SUPPLIED ENTRIES:

***

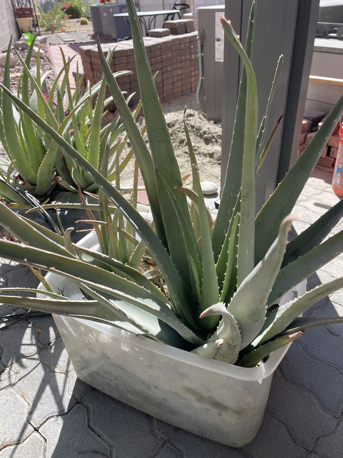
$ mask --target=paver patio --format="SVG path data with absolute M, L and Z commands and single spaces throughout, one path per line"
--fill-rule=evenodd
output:
M 338 201 L 331 178 L 315 169 L 296 206 L 303 214 L 293 233 Z M 213 210 L 213 200 L 207 202 Z M 332 234 L 342 229 L 343 220 Z M 312 275 L 308 286 L 342 275 L 343 255 Z M 36 280 L 26 267 L 1 262 L 2 286 Z M 0 311 L 3 316 L 13 309 Z M 343 293 L 306 315 L 343 316 Z M 82 382 L 51 316 L 1 330 L 11 322 L 0 322 L 0 458 L 343 457 L 343 324 L 310 330 L 293 344 L 274 374 L 257 437 L 237 449 L 161 421 Z

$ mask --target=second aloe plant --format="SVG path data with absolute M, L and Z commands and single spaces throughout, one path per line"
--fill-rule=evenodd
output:
M 107 180 L 106 166 L 98 170 L 48 119 L 1 85 L 4 94 L 30 122 L 49 136 L 69 160 L 99 187 L 99 224 L 103 241 L 111 250 L 107 256 L 73 245 L 67 236 L 56 237 L 47 230 L 40 233 L 19 217 L 12 216 L 7 225 L 23 244 L 0 240 L 0 255 L 72 279 L 87 300 L 74 301 L 59 296 L 46 284 L 46 299 L 4 295 L 0 300 L 107 323 L 205 358 L 245 367 L 263 361 L 271 352 L 309 328 L 343 322 L 339 317 L 298 317 L 317 300 L 343 287 L 342 278 L 278 305 L 286 292 L 343 251 L 343 231 L 323 241 L 343 216 L 343 201 L 286 245 L 290 223 L 297 217 L 289 214 L 343 113 L 343 97 L 255 218 L 255 173 L 275 133 L 273 129 L 269 138 L 266 137 L 282 59 L 278 63 L 271 97 L 259 128 L 256 82 L 251 65 L 255 2 L 245 49 L 230 22 L 222 18 L 225 33 L 241 58 L 244 68 L 229 166 L 214 221 L 201 192 L 201 171 L 186 123 L 193 188 L 183 185 L 133 0 L 127 0 L 127 4 L 150 149 L 100 43 L 98 51 L 105 77 L 144 181 L 155 229 L 137 212 L 134 203 L 131 205 L 121 194 L 118 182 L 113 185 Z M 108 139 L 107 145 L 104 151 L 108 153 Z M 117 209 L 115 217 L 108 210 L 111 205 Z M 1 224 L 5 223 L 9 212 L 1 207 Z M 120 257 L 115 252 L 117 247 L 113 238 L 118 215 L 122 221 L 129 222 L 131 228 L 122 229 L 119 234 L 133 245 L 130 254 L 125 251 L 120 253 Z M 164 282 L 158 287 L 137 270 L 142 252 L 137 251 L 135 232 L 160 269 Z

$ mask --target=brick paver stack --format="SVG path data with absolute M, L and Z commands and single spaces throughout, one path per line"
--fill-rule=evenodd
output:
M 327 114 L 317 110 L 306 110 L 304 113 L 301 133 L 299 141 L 299 149 L 298 156 L 301 154 L 313 138 L 316 131 L 320 129 L 322 125 L 326 119 Z M 332 168 L 335 165 L 336 158 L 339 146 L 338 135 L 339 124 L 335 127 L 333 132 L 324 148 L 318 161 L 319 165 Z
M 193 31 L 160 38 L 144 37 L 153 74 L 158 71 L 155 83 L 161 102 L 171 101 L 196 92 L 199 75 L 197 33 Z M 121 76 L 117 81 L 122 90 L 126 91 L 128 94 L 135 92 L 129 104 L 137 105 L 140 97 L 132 40 L 106 44 L 101 46 L 105 55 L 115 47 L 110 64 L 112 71 L 129 70 L 132 72 L 131 75 Z M 80 46 L 80 53 L 85 79 L 94 85 L 102 77 L 97 47 L 94 44 Z M 108 88 L 107 91 L 108 96 Z M 110 111 L 114 111 L 115 108 L 114 103 L 107 107 L 107 109 Z

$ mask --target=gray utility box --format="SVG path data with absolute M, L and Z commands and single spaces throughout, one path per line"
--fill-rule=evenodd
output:
M 198 40 L 201 46 L 199 104 L 208 119 L 216 122 L 221 121 L 224 34 L 219 18 L 224 16 L 225 10 L 224 5 L 198 10 Z
M 139 10 L 139 3 L 135 3 Z M 115 40 L 131 38 L 129 18 L 113 17 L 113 14 L 126 13 L 126 3 L 92 5 L 90 7 L 94 33 L 102 37 L 110 37 Z

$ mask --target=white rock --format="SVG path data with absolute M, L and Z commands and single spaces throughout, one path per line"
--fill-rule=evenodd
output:
M 206 195 L 215 194 L 218 190 L 218 185 L 212 181 L 202 181 L 200 185 L 203 194 Z
M 5 66 L 7 55 L 7 53 L 1 53 L 0 54 L 0 67 Z M 10 59 L 10 66 L 14 67 L 15 63 L 14 57 L 13 56 L 11 56 Z
M 46 43 L 48 41 L 48 36 L 46 35 L 44 35 L 42 37 L 37 37 L 36 39 L 40 43 Z
M 32 48 L 32 57 L 37 57 L 38 55 L 38 51 L 39 48 L 38 48 L 37 46 L 33 46 Z
M 19 40 L 14 44 L 14 48 L 16 49 L 28 49 L 29 47 L 27 42 L 24 40 Z

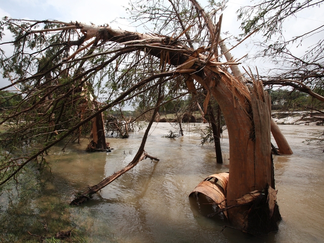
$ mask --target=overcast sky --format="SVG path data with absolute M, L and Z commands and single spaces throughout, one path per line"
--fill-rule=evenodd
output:
M 108 23 L 114 28 L 120 27 L 127 30 L 135 30 L 124 21 L 119 20 L 119 23 L 111 23 L 116 18 L 126 17 L 126 13 L 123 6 L 127 6 L 128 0 L 0 0 L 0 17 L 5 16 L 18 19 L 56 19 L 63 21 L 71 21 L 90 23 L 101 25 Z M 146 1 L 146 0 L 143 0 Z M 202 5 L 206 0 L 199 1 Z M 236 11 L 243 6 L 250 5 L 249 0 L 230 0 L 227 4 L 222 23 L 222 31 L 229 31 L 232 34 L 239 33 L 239 23 L 237 20 Z M 296 17 L 291 18 L 284 25 L 284 31 L 287 38 L 300 34 L 302 31 L 324 23 L 322 16 L 323 8 L 312 8 L 309 11 L 298 14 Z M 322 39 L 322 38 L 321 38 Z M 306 43 L 311 39 L 306 40 Z M 240 58 L 246 54 L 252 52 L 252 45 L 248 45 L 248 40 L 244 45 L 232 51 L 236 58 Z M 302 53 L 300 48 L 296 51 Z M 258 67 L 262 68 L 264 63 L 258 62 Z M 9 84 L 8 82 L 0 78 L 0 86 Z

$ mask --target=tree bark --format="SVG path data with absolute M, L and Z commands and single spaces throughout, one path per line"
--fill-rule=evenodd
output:
M 215 150 L 216 154 L 216 162 L 217 164 L 223 163 L 223 157 L 222 156 L 222 149 L 221 148 L 220 143 L 220 131 L 218 129 L 219 128 L 216 125 L 216 119 L 215 115 L 214 115 L 214 112 L 213 109 L 210 105 L 209 105 L 208 109 L 208 115 L 210 117 L 210 123 L 212 126 L 212 130 L 213 131 L 213 136 L 214 137 L 214 143 L 215 144 Z M 219 120 L 218 121 L 219 123 Z M 220 124 L 218 123 L 218 126 L 220 126 Z
M 275 142 L 277 143 L 277 146 L 278 146 L 279 152 L 281 154 L 293 154 L 294 153 L 290 148 L 289 144 L 288 144 L 287 140 L 281 133 L 278 125 L 272 117 L 271 123 L 271 133 L 275 140 Z

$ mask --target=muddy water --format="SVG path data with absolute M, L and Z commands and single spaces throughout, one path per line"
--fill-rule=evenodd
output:
M 199 182 L 228 171 L 227 133 L 222 141 L 224 163 L 217 165 L 212 145 L 199 145 L 195 128 L 187 127 L 183 137 L 173 139 L 163 137 L 174 129 L 169 124 L 155 124 L 145 150 L 160 160 L 142 161 L 90 201 L 72 208 L 73 223 L 86 230 L 91 242 L 324 242 L 324 156 L 318 146 L 303 143 L 322 127 L 280 126 L 294 152 L 274 158 L 283 220 L 277 232 L 258 237 L 230 228 L 221 231 L 221 219 L 207 218 L 190 204 L 188 195 Z M 49 161 L 61 200 L 127 165 L 143 133 L 107 138 L 114 148 L 108 154 L 84 152 L 87 140 L 64 153 L 59 147 L 52 150 Z

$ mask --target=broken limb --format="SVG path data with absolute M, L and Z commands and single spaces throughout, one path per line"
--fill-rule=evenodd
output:
M 151 117 L 151 120 L 150 120 L 147 128 L 145 130 L 145 133 L 144 133 L 143 139 L 142 139 L 142 143 L 141 143 L 140 148 L 138 149 L 138 151 L 137 151 L 137 153 L 136 153 L 136 154 L 135 155 L 134 158 L 133 159 L 133 160 L 132 160 L 132 161 L 130 164 L 129 164 L 127 166 L 124 168 L 120 171 L 113 174 L 110 176 L 105 178 L 97 185 L 89 187 L 89 188 L 83 193 L 77 195 L 75 198 L 74 198 L 70 203 L 70 205 L 78 205 L 83 203 L 83 202 L 89 200 L 91 195 L 95 193 L 97 191 L 105 187 L 106 186 L 107 186 L 108 185 L 110 184 L 113 181 L 120 177 L 122 175 L 127 172 L 128 171 L 135 167 L 136 165 L 137 165 L 140 161 L 146 158 L 146 157 L 156 160 L 156 158 L 155 158 L 154 157 L 152 157 L 147 154 L 144 150 L 144 148 L 145 146 L 146 140 L 147 139 L 148 132 L 149 132 L 151 127 L 152 126 L 152 124 L 153 124 L 153 122 L 155 119 L 155 116 L 156 115 L 156 113 L 157 113 L 157 111 L 159 109 L 159 105 L 161 101 L 161 99 L 160 98 L 160 85 L 159 86 L 159 88 L 160 88 L 159 89 L 159 91 L 158 98 L 157 98 L 157 102 L 156 102 L 156 105 L 155 106 L 156 108 L 154 110 L 154 112 L 153 112 L 153 114 L 152 115 L 152 117 Z

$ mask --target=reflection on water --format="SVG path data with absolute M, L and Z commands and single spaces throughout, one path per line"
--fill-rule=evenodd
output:
M 322 127 L 280 127 L 294 153 L 274 158 L 283 218 L 277 233 L 255 237 L 230 228 L 222 230 L 221 219 L 208 218 L 198 212 L 188 196 L 208 176 L 228 171 L 228 136 L 224 134 L 221 144 L 224 163 L 218 165 L 213 145 L 199 145 L 194 127 L 188 128 L 183 137 L 163 137 L 172 129 L 168 124 L 157 124 L 146 142 L 146 151 L 159 161 L 141 161 L 92 200 L 70 209 L 71 220 L 86 230 L 91 242 L 324 241 L 323 154 L 317 147 L 303 143 Z M 126 166 L 143 133 L 128 139 L 107 139 L 114 148 L 107 154 L 84 152 L 88 140 L 64 153 L 60 147 L 52 149 L 48 159 L 61 201 L 67 204 L 74 194 Z

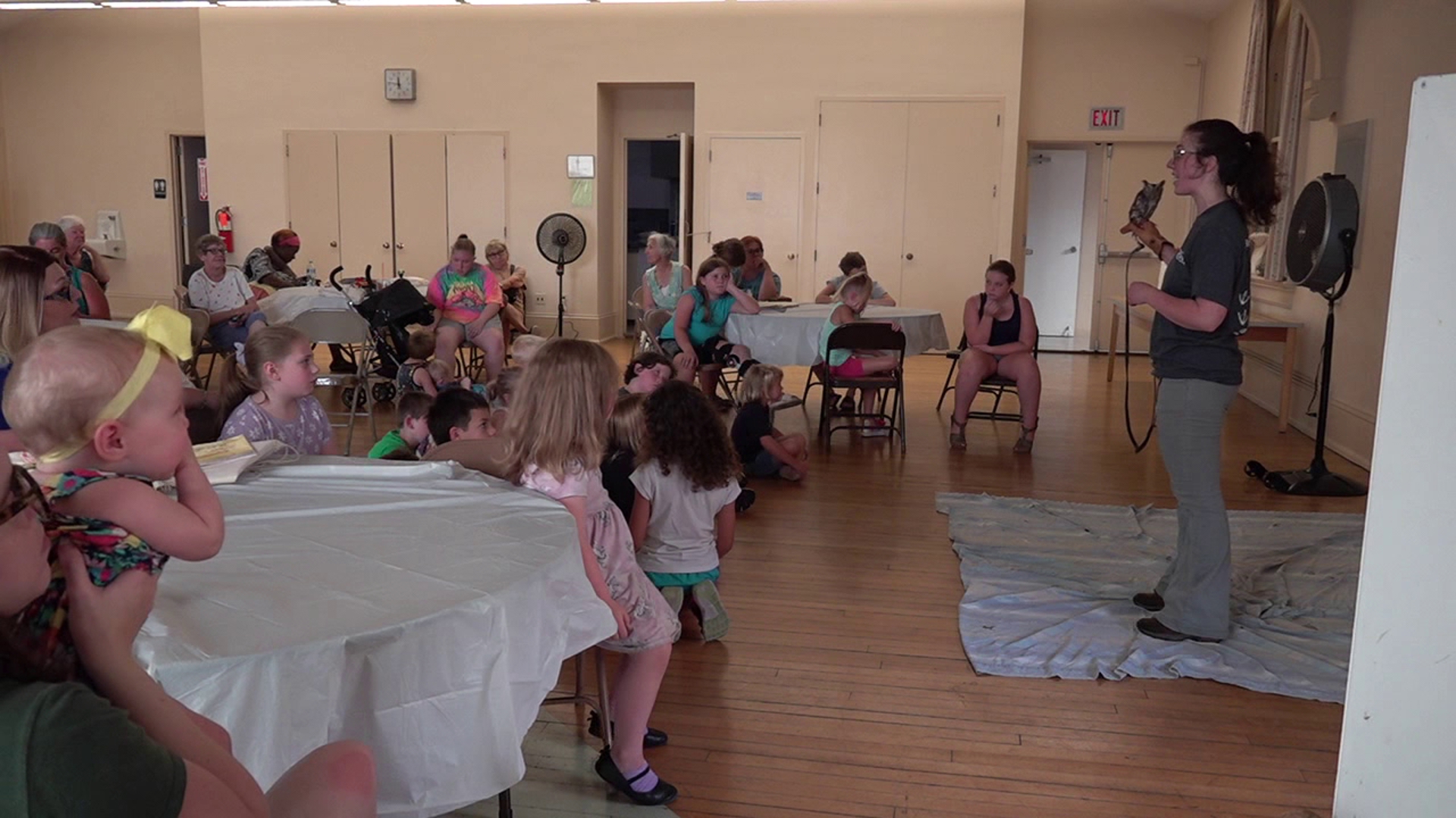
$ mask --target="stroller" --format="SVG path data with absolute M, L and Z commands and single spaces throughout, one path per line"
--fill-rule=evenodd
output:
M 329 274 L 329 284 L 335 290 L 344 291 L 338 282 L 338 275 L 344 268 L 335 268 Z M 364 278 L 355 279 L 355 287 L 363 290 L 364 297 L 354 304 L 354 310 L 368 322 L 370 336 L 374 339 L 379 365 L 370 377 L 374 381 L 373 396 L 379 403 L 395 399 L 395 376 L 399 365 L 409 358 L 406 342 L 409 341 L 409 326 L 434 323 L 434 307 L 415 290 L 415 285 L 403 278 L 396 278 L 387 287 L 381 287 L 370 277 L 370 266 L 364 268 Z

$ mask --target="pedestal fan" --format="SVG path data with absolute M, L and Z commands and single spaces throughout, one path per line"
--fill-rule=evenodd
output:
M 556 338 L 566 327 L 566 265 L 587 249 L 587 229 L 569 213 L 553 213 L 536 229 L 536 249 L 556 265 Z
M 1319 419 L 1315 432 L 1315 458 L 1309 469 L 1270 472 L 1249 460 L 1243 472 L 1287 495 L 1361 496 L 1364 483 L 1337 474 L 1325 466 L 1325 429 L 1329 419 L 1331 360 L 1335 352 L 1335 301 L 1350 288 L 1356 258 L 1356 226 L 1360 198 L 1342 175 L 1325 173 L 1305 186 L 1294 202 L 1284 245 L 1284 269 L 1289 279 L 1307 287 L 1329 304 L 1325 314 L 1325 346 L 1319 378 Z

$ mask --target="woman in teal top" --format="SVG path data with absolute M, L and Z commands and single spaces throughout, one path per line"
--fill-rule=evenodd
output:
M 735 365 L 747 370 L 756 361 L 748 348 L 722 336 L 732 313 L 757 314 L 759 301 L 732 282 L 732 268 L 718 256 L 697 266 L 697 285 L 677 300 L 673 320 L 660 336 L 662 351 L 673 358 L 673 370 L 680 380 L 692 381 L 693 373 L 706 394 L 713 394 L 715 365 Z M 699 367 L 703 367 L 699 371 Z
M 692 288 L 687 282 L 687 268 L 673 261 L 677 242 L 662 233 L 649 233 L 644 252 L 652 266 L 642 272 L 642 311 L 677 307 L 677 300 Z

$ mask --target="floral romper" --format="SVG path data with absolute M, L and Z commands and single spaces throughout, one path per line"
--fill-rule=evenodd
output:
M 41 493 L 52 504 L 102 480 L 141 480 L 151 485 L 151 480 L 146 477 L 90 469 L 60 474 L 35 474 Z M 47 536 L 52 543 L 58 543 L 61 539 L 74 543 L 86 560 L 92 582 L 102 588 L 121 576 L 124 571 L 141 568 L 147 573 L 157 573 L 167 562 L 167 555 L 153 550 L 135 534 L 105 520 L 54 512 L 47 523 Z M 66 575 L 54 552 L 51 560 L 51 584 L 16 619 L 16 635 L 26 643 L 28 652 L 33 656 L 42 662 L 50 659 L 70 678 L 80 678 L 76 646 L 71 643 L 70 629 L 66 627 Z
M 683 629 L 667 605 L 662 592 L 648 582 L 646 573 L 638 568 L 632 552 L 632 530 L 622 517 L 607 489 L 601 486 L 601 469 L 577 469 L 558 480 L 534 466 L 521 474 L 521 485 L 552 499 L 579 496 L 587 501 L 587 537 L 591 552 L 597 555 L 601 576 L 607 581 L 612 598 L 628 610 L 632 629 L 626 639 L 607 639 L 601 643 L 609 651 L 636 654 L 661 645 L 671 645 Z

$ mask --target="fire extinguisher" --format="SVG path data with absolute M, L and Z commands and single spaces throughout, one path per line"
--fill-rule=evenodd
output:
M 217 226 L 217 237 L 223 240 L 227 246 L 227 252 L 233 252 L 233 211 L 232 208 L 220 207 L 217 214 L 213 217 Z

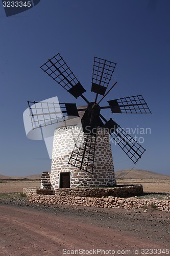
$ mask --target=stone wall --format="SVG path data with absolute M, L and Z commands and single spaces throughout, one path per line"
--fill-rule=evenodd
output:
M 55 195 L 48 195 L 47 194 L 49 193 L 48 189 L 44 191 L 44 189 L 35 188 L 23 188 L 23 193 L 26 193 L 31 203 L 124 209 L 138 209 L 155 207 L 160 210 L 170 212 L 169 197 L 163 200 L 145 199 L 137 198 L 136 197 L 120 198 L 111 196 L 107 197 L 103 196 L 101 197 L 102 193 L 106 193 L 108 189 L 104 189 L 104 190 L 102 189 L 99 195 L 100 196 L 98 197 L 75 196 L 78 191 L 75 191 L 75 196 L 74 196 L 74 191 L 69 189 L 63 189 L 61 190 L 60 189 L 60 191 L 56 191 L 57 194 Z M 108 190 L 108 192 L 109 191 Z M 87 193 L 89 193 L 89 191 Z M 45 195 L 45 193 L 47 195 Z M 82 195 L 84 195 L 83 193 Z
M 110 142 L 109 134 L 104 128 L 98 128 L 96 141 L 95 144 L 94 166 L 92 174 L 91 168 L 88 167 L 88 172 L 75 166 L 75 160 L 71 159 L 71 164 L 68 164 L 70 156 L 72 152 L 78 135 L 81 133 L 80 129 L 75 126 L 66 126 L 57 129 L 54 135 L 53 155 L 50 181 L 54 190 L 60 187 L 60 175 L 62 173 L 70 173 L 70 187 L 104 187 L 113 186 L 116 184 L 113 162 Z M 82 144 L 81 147 L 83 147 Z M 79 147 L 79 145 L 78 146 Z M 76 151 L 76 149 L 75 150 Z M 80 161 L 77 165 L 80 165 L 82 152 L 74 157 Z M 85 154 L 83 162 L 88 160 L 88 154 Z M 90 160 L 89 163 L 91 164 Z M 85 163 L 83 167 L 85 167 Z

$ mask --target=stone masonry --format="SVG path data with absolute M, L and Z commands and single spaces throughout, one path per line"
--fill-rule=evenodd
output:
M 109 134 L 104 128 L 98 129 L 92 174 L 68 164 L 80 132 L 83 134 L 74 126 L 58 128 L 54 132 L 50 181 L 55 190 L 60 188 L 61 173 L 70 173 L 70 188 L 116 184 Z

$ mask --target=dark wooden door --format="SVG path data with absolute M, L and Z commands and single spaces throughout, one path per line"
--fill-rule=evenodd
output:
M 60 173 L 60 188 L 70 187 L 70 173 Z

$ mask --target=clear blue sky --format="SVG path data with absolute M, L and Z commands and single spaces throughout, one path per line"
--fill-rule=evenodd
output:
M 57 96 L 60 102 L 82 104 L 39 68 L 60 52 L 90 100 L 93 57 L 117 63 L 117 84 L 104 105 L 141 94 L 152 114 L 113 115 L 107 110 L 104 115 L 125 129 L 150 128 L 151 134 L 135 134 L 143 137 L 147 151 L 134 168 L 169 175 L 169 0 L 41 0 L 7 17 L 1 2 L 0 174 L 51 169 L 44 142 L 27 138 L 22 113 L 28 100 Z M 112 147 L 116 170 L 134 167 L 117 145 Z

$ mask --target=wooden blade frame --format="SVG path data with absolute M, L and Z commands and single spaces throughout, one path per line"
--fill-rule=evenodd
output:
M 75 98 L 81 96 L 88 103 L 82 95 L 85 90 L 59 53 L 48 59 L 40 68 Z
M 113 100 L 108 100 L 108 103 L 113 113 L 151 113 L 141 95 L 126 97 Z
M 110 135 L 134 164 L 145 151 L 140 144 L 119 125 Z
M 79 116 L 75 103 L 41 101 L 28 101 L 28 103 L 33 130 L 68 120 L 71 116 Z M 31 103 L 33 104 L 31 105 Z
M 68 164 L 92 174 L 94 167 L 96 135 L 80 131 Z
M 91 91 L 104 95 L 116 63 L 94 57 L 92 77 Z M 97 97 L 97 96 L 96 96 Z M 96 98 L 95 100 L 96 102 Z

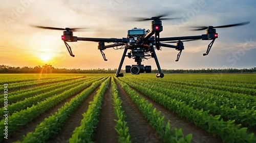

***

TO DO: Please convert the records from the line that contains "mask --target=wooden blade" through the line that contains "M 110 135 L" into a two-column CSV with the headers command and result. Give one row per record and put each value in a single quoted field, with its line breaks replaced by spaces.

ANSWER FOR THIS EXERCISE:
command,result
"$ mask --target=wooden blade frame --format=""SVG path data with absolute M, L and Z commands and single spaces throughout, one path per line"" --fill-rule=evenodd output:","M 75 98 L 81 96 L 88 103 L 82 95 L 85 90 L 59 53 L 48 59 L 40 68 Z M 113 100 L 108 100 L 108 103 L 113 113 L 151 113 L 141 95 L 126 97 Z M 110 135 L 134 164 L 145 151 L 140 144 L 119 125 Z"